[[ Data, beginning ]]

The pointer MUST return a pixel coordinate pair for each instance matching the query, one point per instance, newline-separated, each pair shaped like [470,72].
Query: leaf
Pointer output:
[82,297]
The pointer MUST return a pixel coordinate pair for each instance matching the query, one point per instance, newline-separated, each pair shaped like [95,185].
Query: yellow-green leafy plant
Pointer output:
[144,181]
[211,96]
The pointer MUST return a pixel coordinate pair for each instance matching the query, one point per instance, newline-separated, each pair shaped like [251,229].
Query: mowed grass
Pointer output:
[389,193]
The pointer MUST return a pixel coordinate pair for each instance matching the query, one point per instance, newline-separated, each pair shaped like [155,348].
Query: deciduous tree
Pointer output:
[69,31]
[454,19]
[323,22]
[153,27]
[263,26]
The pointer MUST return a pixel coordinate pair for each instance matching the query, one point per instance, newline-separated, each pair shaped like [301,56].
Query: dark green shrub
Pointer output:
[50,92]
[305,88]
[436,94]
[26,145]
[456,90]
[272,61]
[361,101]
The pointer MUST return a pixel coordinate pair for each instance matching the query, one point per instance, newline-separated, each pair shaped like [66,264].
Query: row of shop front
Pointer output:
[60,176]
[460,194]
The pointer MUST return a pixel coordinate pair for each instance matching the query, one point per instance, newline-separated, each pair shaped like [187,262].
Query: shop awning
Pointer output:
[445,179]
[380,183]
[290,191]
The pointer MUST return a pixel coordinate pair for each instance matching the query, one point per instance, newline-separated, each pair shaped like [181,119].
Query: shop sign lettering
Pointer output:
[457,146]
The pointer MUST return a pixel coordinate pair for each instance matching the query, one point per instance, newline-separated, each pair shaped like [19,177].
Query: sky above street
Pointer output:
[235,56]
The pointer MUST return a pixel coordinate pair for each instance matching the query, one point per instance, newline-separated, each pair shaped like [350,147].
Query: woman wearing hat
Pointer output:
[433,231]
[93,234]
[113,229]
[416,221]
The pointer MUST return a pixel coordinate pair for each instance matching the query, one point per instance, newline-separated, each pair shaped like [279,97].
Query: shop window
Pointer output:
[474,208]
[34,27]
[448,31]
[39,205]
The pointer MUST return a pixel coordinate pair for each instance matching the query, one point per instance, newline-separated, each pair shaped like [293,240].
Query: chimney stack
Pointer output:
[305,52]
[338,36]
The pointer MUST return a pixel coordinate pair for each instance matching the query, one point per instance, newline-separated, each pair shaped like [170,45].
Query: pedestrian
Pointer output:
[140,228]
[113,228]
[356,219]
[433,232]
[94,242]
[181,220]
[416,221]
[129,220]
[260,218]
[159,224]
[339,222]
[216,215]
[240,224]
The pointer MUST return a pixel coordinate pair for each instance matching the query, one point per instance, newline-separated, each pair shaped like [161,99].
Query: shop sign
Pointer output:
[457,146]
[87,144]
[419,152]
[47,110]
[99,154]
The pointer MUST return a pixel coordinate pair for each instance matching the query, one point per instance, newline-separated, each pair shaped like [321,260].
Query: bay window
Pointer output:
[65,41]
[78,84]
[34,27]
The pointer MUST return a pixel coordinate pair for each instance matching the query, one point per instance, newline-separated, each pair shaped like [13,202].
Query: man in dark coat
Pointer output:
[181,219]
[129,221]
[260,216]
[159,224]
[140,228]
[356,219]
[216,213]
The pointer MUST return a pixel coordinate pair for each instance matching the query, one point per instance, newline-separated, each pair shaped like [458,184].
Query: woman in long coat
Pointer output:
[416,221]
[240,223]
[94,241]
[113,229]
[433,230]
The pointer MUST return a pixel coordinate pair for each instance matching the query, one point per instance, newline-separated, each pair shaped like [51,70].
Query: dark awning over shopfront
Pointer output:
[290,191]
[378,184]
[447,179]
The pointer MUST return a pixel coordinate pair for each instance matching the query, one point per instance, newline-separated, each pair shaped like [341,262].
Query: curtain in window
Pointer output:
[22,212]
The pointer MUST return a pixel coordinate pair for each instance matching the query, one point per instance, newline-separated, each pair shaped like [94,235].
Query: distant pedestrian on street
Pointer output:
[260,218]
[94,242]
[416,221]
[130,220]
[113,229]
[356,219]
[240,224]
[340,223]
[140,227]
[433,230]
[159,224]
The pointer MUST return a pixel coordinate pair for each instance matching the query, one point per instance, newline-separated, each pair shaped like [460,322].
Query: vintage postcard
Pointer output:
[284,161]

[[ Data, end ]]

• Assigned task:
Take the lines from the one containing "shaped like [51,70]." to the last line of the material above and write them out exactly.

• Solution:
The pointer MUST return a pixel coordinate pair for each instance matching the query, one point per instance, newline-separated, each pair shaped like [51,70].
Query: dark awning over shopfront
Pointer output:
[290,191]
[378,184]
[447,179]
The pointer MUST return a pixel coordinate pair for each instance matching the query, one point per instance, newline-separated, each pair shaped like [341,262].
Query: curtain in window
Pointer output:
[22,212]
The pointer MUST return a pixel coordinate pair for each instance matching the query, one point per instance, newline-separated, each pair shaped like [94,235].
Query: distant pedestrian on street
Pointer output:
[260,218]
[94,242]
[416,221]
[130,220]
[113,229]
[356,219]
[240,224]
[340,223]
[140,227]
[433,230]
[159,224]
The pointer MUST return a pixel coordinate pair for each instance matching the query, one point per instance, newline-separated, each pair shaped like [460,322].
Query: vintage postcard
Pointer output:
[284,161]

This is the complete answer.